### WRITTEN EXERCISE
Copy out every line of the listing below verbatim, leaving nothing changed.
----
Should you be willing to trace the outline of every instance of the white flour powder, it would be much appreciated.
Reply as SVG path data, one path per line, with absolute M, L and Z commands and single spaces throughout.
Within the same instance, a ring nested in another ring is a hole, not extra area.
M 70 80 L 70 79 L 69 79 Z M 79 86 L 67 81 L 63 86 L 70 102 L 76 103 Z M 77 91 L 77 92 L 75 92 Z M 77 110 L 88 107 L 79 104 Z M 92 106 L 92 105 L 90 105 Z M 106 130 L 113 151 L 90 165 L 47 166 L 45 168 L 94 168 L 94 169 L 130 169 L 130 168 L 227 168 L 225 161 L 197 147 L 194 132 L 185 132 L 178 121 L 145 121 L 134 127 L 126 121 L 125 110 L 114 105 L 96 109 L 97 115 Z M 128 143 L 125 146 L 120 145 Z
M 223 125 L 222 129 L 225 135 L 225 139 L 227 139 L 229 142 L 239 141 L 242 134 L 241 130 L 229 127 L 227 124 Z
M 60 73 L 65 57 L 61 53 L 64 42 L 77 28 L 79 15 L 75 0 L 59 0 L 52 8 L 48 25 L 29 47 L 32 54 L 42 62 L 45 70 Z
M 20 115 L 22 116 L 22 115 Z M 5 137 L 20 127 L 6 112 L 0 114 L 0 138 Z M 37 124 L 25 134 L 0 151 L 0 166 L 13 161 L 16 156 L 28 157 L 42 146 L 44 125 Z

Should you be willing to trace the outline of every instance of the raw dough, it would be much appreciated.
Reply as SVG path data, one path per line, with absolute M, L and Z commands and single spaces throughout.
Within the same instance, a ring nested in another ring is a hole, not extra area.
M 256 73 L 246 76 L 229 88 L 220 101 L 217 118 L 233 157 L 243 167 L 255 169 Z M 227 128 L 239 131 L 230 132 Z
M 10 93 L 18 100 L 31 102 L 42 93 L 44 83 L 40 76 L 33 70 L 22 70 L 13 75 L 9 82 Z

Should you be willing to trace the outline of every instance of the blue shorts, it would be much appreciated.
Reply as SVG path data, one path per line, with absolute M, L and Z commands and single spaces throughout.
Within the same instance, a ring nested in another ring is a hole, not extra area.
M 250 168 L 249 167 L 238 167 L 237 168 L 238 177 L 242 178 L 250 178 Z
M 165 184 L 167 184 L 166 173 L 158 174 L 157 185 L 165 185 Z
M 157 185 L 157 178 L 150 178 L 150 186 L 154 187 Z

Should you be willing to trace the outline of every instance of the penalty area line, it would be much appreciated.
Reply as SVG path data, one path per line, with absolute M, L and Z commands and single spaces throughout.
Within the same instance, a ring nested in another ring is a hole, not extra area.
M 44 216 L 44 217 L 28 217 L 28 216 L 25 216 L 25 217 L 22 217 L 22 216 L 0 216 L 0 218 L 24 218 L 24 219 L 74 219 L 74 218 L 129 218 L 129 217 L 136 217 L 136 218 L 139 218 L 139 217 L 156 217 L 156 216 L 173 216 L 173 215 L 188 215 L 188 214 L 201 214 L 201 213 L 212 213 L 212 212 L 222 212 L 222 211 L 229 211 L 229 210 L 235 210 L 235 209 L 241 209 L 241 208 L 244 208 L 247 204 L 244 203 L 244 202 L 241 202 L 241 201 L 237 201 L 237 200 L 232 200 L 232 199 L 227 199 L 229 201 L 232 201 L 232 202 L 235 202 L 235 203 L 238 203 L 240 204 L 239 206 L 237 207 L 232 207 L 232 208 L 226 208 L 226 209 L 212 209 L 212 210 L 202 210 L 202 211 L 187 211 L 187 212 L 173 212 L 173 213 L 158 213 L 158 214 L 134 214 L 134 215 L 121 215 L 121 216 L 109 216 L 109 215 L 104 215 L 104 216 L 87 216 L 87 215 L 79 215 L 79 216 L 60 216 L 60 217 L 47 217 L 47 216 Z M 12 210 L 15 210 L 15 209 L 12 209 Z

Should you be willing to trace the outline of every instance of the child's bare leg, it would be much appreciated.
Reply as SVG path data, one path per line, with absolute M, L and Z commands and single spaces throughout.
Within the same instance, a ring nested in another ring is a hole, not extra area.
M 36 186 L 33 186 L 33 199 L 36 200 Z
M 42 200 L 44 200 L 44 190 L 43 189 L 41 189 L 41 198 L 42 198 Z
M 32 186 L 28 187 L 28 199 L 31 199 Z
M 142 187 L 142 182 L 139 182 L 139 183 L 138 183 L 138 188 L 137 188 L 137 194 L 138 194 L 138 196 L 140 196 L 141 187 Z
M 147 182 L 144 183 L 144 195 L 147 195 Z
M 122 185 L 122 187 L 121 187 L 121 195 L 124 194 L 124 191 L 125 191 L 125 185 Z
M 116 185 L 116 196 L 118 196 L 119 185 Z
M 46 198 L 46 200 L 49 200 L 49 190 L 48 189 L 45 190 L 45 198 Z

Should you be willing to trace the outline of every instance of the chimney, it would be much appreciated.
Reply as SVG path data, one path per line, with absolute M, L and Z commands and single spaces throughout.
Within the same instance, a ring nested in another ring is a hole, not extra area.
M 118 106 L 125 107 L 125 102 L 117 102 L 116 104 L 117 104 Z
----
### FINISHED ANSWER
Should you be willing to trace the outline of every instance of the white flour powder, it would be much appreciated.
Reply as SVG path data, one path per line, with absolute M, L and Z commands and single spaces throughout.
Within the same instance, a ring nested in another ring is a hole, not extra area.
M 70 80 L 70 79 L 69 79 Z M 79 86 L 67 81 L 63 86 L 70 102 L 76 103 Z M 77 91 L 77 92 L 75 92 Z M 77 110 L 88 107 L 79 104 Z M 92 106 L 92 105 L 90 105 Z M 106 130 L 113 151 L 90 165 L 47 166 L 45 168 L 94 168 L 94 169 L 130 169 L 130 168 L 227 168 L 225 161 L 197 147 L 194 132 L 185 132 L 178 121 L 145 121 L 134 127 L 126 121 L 125 110 L 114 105 L 96 109 L 97 115 Z M 128 143 L 125 146 L 120 145 Z
M 223 125 L 222 129 L 225 135 L 225 139 L 227 139 L 229 142 L 239 141 L 242 134 L 241 130 L 229 127 L 227 124 Z
M 60 73 L 65 57 L 61 53 L 64 42 L 77 28 L 79 15 L 75 0 L 59 0 L 52 8 L 48 25 L 29 47 L 32 54 L 42 62 L 45 70 Z
M 20 115 L 22 116 L 22 115 Z M 5 137 L 20 127 L 6 112 L 0 114 L 0 138 Z M 37 124 L 25 134 L 0 151 L 0 166 L 13 161 L 16 156 L 28 157 L 42 146 L 44 125 Z

Should you be willing to trace the outline of every instance of the raw dough, it would be much appreciated.
Reply as SVG path data, one path per line, with absolute M, L and Z commands and single spaces throughout.
Within the same instance, a ring nested in another ring is a hole, not extra area.
M 256 73 L 246 76 L 229 88 L 220 101 L 217 118 L 233 157 L 243 167 L 255 169 Z M 227 128 L 239 131 L 230 132 Z
M 10 93 L 18 100 L 31 102 L 42 93 L 44 83 L 40 76 L 33 70 L 22 70 L 13 75 L 9 82 Z

Should you be willing to trace the outline of every instance of the blue shorts, it would be much appreciated.
Reply as SVG path data, one path per line, with absolute M, L and Z commands and single spaces throughout.
Within the same instance, a ring nested in another ring is a hole, not extra area.
M 250 168 L 249 167 L 238 167 L 237 168 L 238 177 L 242 178 L 250 178 Z
M 165 184 L 167 184 L 166 173 L 158 174 L 157 185 L 165 185 Z
M 157 185 L 157 178 L 150 178 L 150 186 L 154 187 Z

Should you be willing to trace the outline of every instance of the penalty area line, it would be much appreciated.
Reply as SVG path data, one path per line, with absolute M, L and Z commands and single spaces throughout.
Within the same instance, a ring nested in another ring is a hole, not extra area.
M 44 216 L 44 217 L 28 217 L 28 216 L 25 216 L 25 217 L 22 217 L 22 216 L 0 216 L 0 218 L 24 218 L 24 219 L 74 219 L 74 218 L 129 218 L 129 217 L 136 217 L 136 218 L 139 218 L 139 217 L 156 217 L 156 216 L 173 216 L 173 215 L 188 215 L 188 214 L 201 214 L 201 213 L 212 213 L 212 212 L 222 212 L 222 211 L 229 211 L 229 210 L 235 210 L 235 209 L 241 209 L 241 208 L 244 208 L 247 204 L 244 203 L 244 202 L 241 202 L 241 201 L 237 201 L 237 200 L 232 200 L 232 199 L 227 199 L 229 201 L 232 201 L 232 202 L 235 202 L 235 203 L 238 203 L 240 204 L 239 206 L 237 207 L 232 207 L 232 208 L 226 208 L 226 209 L 212 209 L 212 210 L 202 210 L 202 211 L 187 211 L 187 212 L 173 212 L 173 213 L 158 213 L 158 214 L 134 214 L 134 215 L 121 215 L 121 216 L 109 216 L 109 215 L 104 215 L 104 216 L 87 216 L 87 215 L 79 215 L 79 216 L 60 216 L 60 217 L 47 217 L 47 216 Z M 12 210 L 15 210 L 15 209 L 12 209 Z

Should you be willing to trace the outline of every instance of the child's bare leg, it would be much appreciated.
Reply as SVG path data, one path per line, with absolute M, L and Z commands and single spaces throughout.
Within the same instance, a ring nested in another ring is a hole, not extra area.
M 36 186 L 33 186 L 33 199 L 36 200 Z
M 42 200 L 44 200 L 44 190 L 43 189 L 41 189 L 41 198 L 42 198 Z
M 32 186 L 28 187 L 28 199 L 31 199 Z
M 142 187 L 142 182 L 139 182 L 139 183 L 138 183 L 138 188 L 137 188 L 137 194 L 138 194 L 138 196 L 140 196 L 141 187 Z
M 147 182 L 144 183 L 144 195 L 147 195 Z
M 122 185 L 122 187 L 121 187 L 121 195 L 124 194 L 124 191 L 125 191 L 125 185 Z
M 116 185 L 116 196 L 118 196 L 119 185 Z
M 46 198 L 46 200 L 49 200 L 49 190 L 48 189 L 45 190 L 45 198 Z

Should you be willing to trace the outline of every instance of the chimney, it would be much appreciated.
Reply as SVG path data, one path per line, with absolute M, L and Z commands and single spaces throughout.
Within the same instance, a ring nested in another ring is a hole, not extra area.
M 118 106 L 125 107 L 125 102 L 117 102 L 116 104 L 117 104 Z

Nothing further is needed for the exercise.